Reproduce all of the data below verbatim, keeping every line and character unchanged.

>>>>>

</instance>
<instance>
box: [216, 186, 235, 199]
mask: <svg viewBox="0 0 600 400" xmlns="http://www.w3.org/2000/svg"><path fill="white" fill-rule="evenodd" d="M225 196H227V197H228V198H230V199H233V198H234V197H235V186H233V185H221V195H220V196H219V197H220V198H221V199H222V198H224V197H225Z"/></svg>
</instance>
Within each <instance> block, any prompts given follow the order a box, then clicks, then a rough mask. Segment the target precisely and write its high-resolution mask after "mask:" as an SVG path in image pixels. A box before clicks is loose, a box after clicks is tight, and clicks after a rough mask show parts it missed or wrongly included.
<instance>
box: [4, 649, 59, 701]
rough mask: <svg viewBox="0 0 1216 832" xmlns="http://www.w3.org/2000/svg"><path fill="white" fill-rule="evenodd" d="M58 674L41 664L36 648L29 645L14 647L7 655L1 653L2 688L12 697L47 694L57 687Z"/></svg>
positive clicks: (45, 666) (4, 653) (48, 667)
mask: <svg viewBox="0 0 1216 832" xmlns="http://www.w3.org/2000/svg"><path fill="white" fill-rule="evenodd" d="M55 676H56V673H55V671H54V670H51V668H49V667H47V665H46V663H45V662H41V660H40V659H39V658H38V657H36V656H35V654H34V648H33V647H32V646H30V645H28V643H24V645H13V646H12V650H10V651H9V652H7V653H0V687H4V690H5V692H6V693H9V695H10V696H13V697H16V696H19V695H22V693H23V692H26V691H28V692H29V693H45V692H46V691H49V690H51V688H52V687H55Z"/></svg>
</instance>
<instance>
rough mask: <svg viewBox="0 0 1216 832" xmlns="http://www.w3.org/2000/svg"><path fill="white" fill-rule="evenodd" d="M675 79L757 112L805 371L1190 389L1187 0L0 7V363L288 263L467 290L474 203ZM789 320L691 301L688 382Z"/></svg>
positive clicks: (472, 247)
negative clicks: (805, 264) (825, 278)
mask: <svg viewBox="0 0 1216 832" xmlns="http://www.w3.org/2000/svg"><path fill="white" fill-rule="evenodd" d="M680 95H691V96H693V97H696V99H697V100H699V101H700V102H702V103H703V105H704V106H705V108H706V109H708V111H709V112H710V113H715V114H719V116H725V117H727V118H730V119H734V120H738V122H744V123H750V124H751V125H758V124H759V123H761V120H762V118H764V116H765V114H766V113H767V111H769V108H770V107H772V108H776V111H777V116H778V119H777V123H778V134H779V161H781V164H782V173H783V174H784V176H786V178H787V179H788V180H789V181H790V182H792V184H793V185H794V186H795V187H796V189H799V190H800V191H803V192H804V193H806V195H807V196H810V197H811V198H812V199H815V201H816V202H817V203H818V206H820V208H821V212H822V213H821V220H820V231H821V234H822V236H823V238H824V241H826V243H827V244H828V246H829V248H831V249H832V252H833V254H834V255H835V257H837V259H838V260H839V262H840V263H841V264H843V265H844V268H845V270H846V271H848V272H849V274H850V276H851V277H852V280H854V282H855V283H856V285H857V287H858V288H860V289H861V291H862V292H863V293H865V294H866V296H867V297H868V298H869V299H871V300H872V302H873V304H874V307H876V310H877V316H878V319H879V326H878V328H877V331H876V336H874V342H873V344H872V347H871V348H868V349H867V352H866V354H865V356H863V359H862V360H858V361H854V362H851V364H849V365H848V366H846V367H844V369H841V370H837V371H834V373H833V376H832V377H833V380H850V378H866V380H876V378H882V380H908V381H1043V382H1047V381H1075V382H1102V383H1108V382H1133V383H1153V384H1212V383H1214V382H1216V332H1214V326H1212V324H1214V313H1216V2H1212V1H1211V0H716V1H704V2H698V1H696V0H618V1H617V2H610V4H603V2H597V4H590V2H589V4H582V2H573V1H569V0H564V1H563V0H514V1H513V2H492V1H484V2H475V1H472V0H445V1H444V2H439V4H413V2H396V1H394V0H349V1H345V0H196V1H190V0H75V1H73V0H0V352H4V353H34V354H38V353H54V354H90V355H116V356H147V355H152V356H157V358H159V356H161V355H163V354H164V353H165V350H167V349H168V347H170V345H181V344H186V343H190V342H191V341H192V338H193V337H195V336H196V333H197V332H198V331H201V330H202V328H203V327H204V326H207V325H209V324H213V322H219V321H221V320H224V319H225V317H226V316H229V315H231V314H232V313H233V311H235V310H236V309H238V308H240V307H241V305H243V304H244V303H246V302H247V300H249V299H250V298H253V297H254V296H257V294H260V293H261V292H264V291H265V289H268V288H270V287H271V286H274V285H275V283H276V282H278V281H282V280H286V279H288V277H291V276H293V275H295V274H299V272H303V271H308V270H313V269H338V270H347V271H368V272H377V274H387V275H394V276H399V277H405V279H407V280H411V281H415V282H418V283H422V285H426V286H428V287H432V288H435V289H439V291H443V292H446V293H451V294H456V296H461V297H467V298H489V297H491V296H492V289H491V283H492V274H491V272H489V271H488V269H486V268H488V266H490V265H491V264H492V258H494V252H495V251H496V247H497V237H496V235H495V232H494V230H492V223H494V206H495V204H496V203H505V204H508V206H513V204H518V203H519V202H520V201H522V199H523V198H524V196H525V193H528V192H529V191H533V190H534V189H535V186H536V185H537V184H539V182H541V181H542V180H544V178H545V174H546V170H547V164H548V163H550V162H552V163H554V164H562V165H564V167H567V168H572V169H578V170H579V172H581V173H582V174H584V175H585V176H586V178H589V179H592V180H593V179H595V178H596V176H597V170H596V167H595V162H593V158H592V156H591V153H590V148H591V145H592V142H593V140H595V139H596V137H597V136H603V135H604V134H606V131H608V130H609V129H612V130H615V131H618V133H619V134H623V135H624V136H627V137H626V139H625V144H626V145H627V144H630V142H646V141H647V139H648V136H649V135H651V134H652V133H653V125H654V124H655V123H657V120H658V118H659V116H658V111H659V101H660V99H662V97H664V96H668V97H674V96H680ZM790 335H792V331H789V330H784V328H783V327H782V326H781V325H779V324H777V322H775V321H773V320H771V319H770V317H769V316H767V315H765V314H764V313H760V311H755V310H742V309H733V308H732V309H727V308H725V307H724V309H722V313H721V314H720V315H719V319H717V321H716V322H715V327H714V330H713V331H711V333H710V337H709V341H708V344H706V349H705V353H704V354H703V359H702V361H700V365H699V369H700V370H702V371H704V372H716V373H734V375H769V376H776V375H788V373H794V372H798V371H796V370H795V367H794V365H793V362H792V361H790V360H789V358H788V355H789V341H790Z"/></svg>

<<<<<

● WRITTEN ANSWER:
</instance>
<instance>
box: [216, 186, 235, 199]
mask: <svg viewBox="0 0 600 400" xmlns="http://www.w3.org/2000/svg"><path fill="white" fill-rule="evenodd" d="M225 196H227V197H228V198H230V199H233V198H234V197H235V186H233V185H221V195H220V196H219V197H220V198H221V199H222V198H224V197H225Z"/></svg>
</instance>
Within each <instance> block, any prompts given follow the order a box, then clicks, then a rough mask. Segment the target precisely and write its high-resolution mask after "mask:" as an SVG path in image pixels. A box before clicks is loose, a box after clicks is tight, and clicks after a rough mask show parts it missed or wrongly included.
<instance>
box: [4, 649, 59, 701]
rough mask: <svg viewBox="0 0 1216 832" xmlns="http://www.w3.org/2000/svg"><path fill="white" fill-rule="evenodd" d="M58 674L41 664L36 648L29 645L14 647L7 655L1 653L2 688L12 697L47 694L57 687Z"/></svg>
positive clicks: (45, 666) (4, 653) (48, 667)
mask: <svg viewBox="0 0 1216 832" xmlns="http://www.w3.org/2000/svg"><path fill="white" fill-rule="evenodd" d="M55 676H56V673H55V671H54V670H51V668H49V667H47V665H46V663H45V662H41V660H40V659H39V658H38V657H36V656H35V654H34V648H33V647H32V646H30V645H28V643H24V645H13V646H12V650H10V651H9V652H7V653H0V687H4V690H5V692H6V693H9V695H10V696H13V697H16V696H19V695H22V693H23V692H26V691H28V692H29V693H45V692H46V691H49V690H51V688H52V687H55Z"/></svg>
</instance>
<instance>
rough mask: <svg viewBox="0 0 1216 832" xmlns="http://www.w3.org/2000/svg"><path fill="white" fill-rule="evenodd" d="M675 79L757 112L805 371L1190 389L1187 0L0 7V363L288 263L467 290L474 203ZM789 320L691 301L688 382Z"/></svg>
positive clicks: (472, 247)
negative clicks: (805, 264) (825, 278)
mask: <svg viewBox="0 0 1216 832" xmlns="http://www.w3.org/2000/svg"><path fill="white" fill-rule="evenodd" d="M680 95H691V96H693V97H696V99H697V100H699V101H700V102H702V103H703V105H704V106H705V108H706V109H708V111H709V112H710V113H715V114H719V116H725V117H727V118H730V119H734V120H738V122H744V123H750V124H751V125H758V124H759V123H761V120H762V118H764V116H765V114H766V113H767V111H769V108H770V107H772V108H776V111H777V116H778V119H777V123H778V134H779V161H781V164H782V173H783V174H784V176H786V178H787V179H788V180H789V181H790V182H792V184H793V185H794V186H795V187H796V189H799V190H800V191H803V192H804V193H806V195H807V196H810V197H811V198H812V199H815V201H816V202H817V203H818V206H820V208H821V212H822V213H821V220H820V231H821V234H822V236H823V238H824V241H826V243H827V244H828V246H829V248H831V249H832V252H833V254H834V255H835V257H837V259H838V260H839V262H840V263H841V264H843V265H844V268H845V270H846V271H848V272H849V274H850V276H851V277H852V280H854V282H855V283H856V285H857V287H858V288H860V289H861V291H862V292H863V293H865V294H866V296H867V297H868V298H869V299H871V300H872V302H873V304H874V307H876V310H877V316H878V319H879V326H878V328H877V331H876V336H874V342H873V344H872V347H871V348H868V349H867V352H866V354H865V356H863V359H862V360H858V361H854V362H851V364H849V365H848V366H846V367H844V369H841V370H837V371H834V373H833V376H832V377H833V380H850V378H866V380H876V378H882V380H908V381H1043V382H1047V381H1075V382H1102V383H1108V382H1133V383H1153V384H1212V383H1214V382H1216V332H1214V326H1212V324H1214V313H1216V2H1212V1H1211V0H716V1H704V2H698V1H696V0H618V1H617V2H610V4H603V2H597V4H590V2H589V4H582V2H573V1H569V0H564V1H563V0H514V1H513V2H492V1H484V2H475V1H472V0H445V1H444V2H439V4H413V2H396V1H394V0H349V1H345V0H196V1H190V0H75V1H73V0H0V352H4V353H34V354H38V353H54V354H90V355H116V356H147V355H152V356H157V358H159V356H161V355H163V354H164V353H165V350H167V349H168V347H170V345H181V344H186V343H190V342H191V341H192V338H193V337H195V336H196V333H197V332H198V331H201V330H202V328H203V327H204V326H207V325H209V324H213V322H219V321H221V320H224V319H225V317H226V316H229V315H231V314H232V313H233V311H235V310H236V309H238V308H240V307H241V305H243V304H244V303H246V302H247V300H249V299H250V298H253V297H254V296H257V294H260V293H261V292H264V291H265V289H268V288H270V287H271V286H274V285H275V283H276V282H278V281H282V280H286V279H288V277H291V276H293V275H295V274H299V272H303V271H308V270H313V269H338V270H347V271H368V272H377V274H387V275H394V276H399V277H405V279H407V280H411V281H415V282H418V283H422V285H426V286H428V287H432V288H435V289H439V291H443V292H446V293H451V294H456V296H461V297H467V298H489V297H491V296H492V289H491V283H492V274H491V272H489V271H488V269H486V268H488V266H490V265H491V264H492V258H494V252H495V251H496V247H497V237H496V235H495V232H494V230H492V223H494V206H495V204H496V203H505V204H508V206H513V204H518V203H519V202H520V201H522V199H523V198H524V196H525V193H528V192H529V191H533V190H534V189H535V186H536V185H537V184H539V182H541V181H542V180H544V178H545V174H546V170H547V164H548V163H550V162H552V163H554V164H562V165H564V167H567V168H572V169H578V170H579V172H581V173H582V174H584V175H585V176H586V178H589V179H592V180H593V179H595V178H596V176H597V170H596V167H595V162H593V158H592V156H591V153H590V148H591V145H592V142H593V140H595V139H596V137H597V136H603V135H604V134H606V131H608V130H609V129H612V130H615V131H618V133H619V134H623V135H624V136H627V137H626V139H625V144H626V145H627V144H630V142H646V141H647V139H648V136H649V135H651V134H652V133H653V125H654V124H655V123H657V120H658V118H659V116H658V111H659V101H660V99H662V97H664V96H668V97H674V96H680ZM790 335H792V331H789V330H784V328H783V327H782V326H781V325H779V324H777V322H775V321H773V320H771V319H770V317H769V316H767V315H765V314H764V313H760V311H755V310H742V309H733V308H732V309H727V308H725V307H724V309H722V313H721V314H720V315H719V319H717V321H716V322H715V327H714V330H713V331H711V333H710V337H709V341H708V344H706V349H705V353H704V354H703V359H702V361H700V365H699V369H700V370H702V371H704V372H716V373H734V375H769V376H776V375H788V373H794V372H798V371H796V370H795V367H794V365H793V362H792V361H790V360H789V358H788V355H789V341H790Z"/></svg>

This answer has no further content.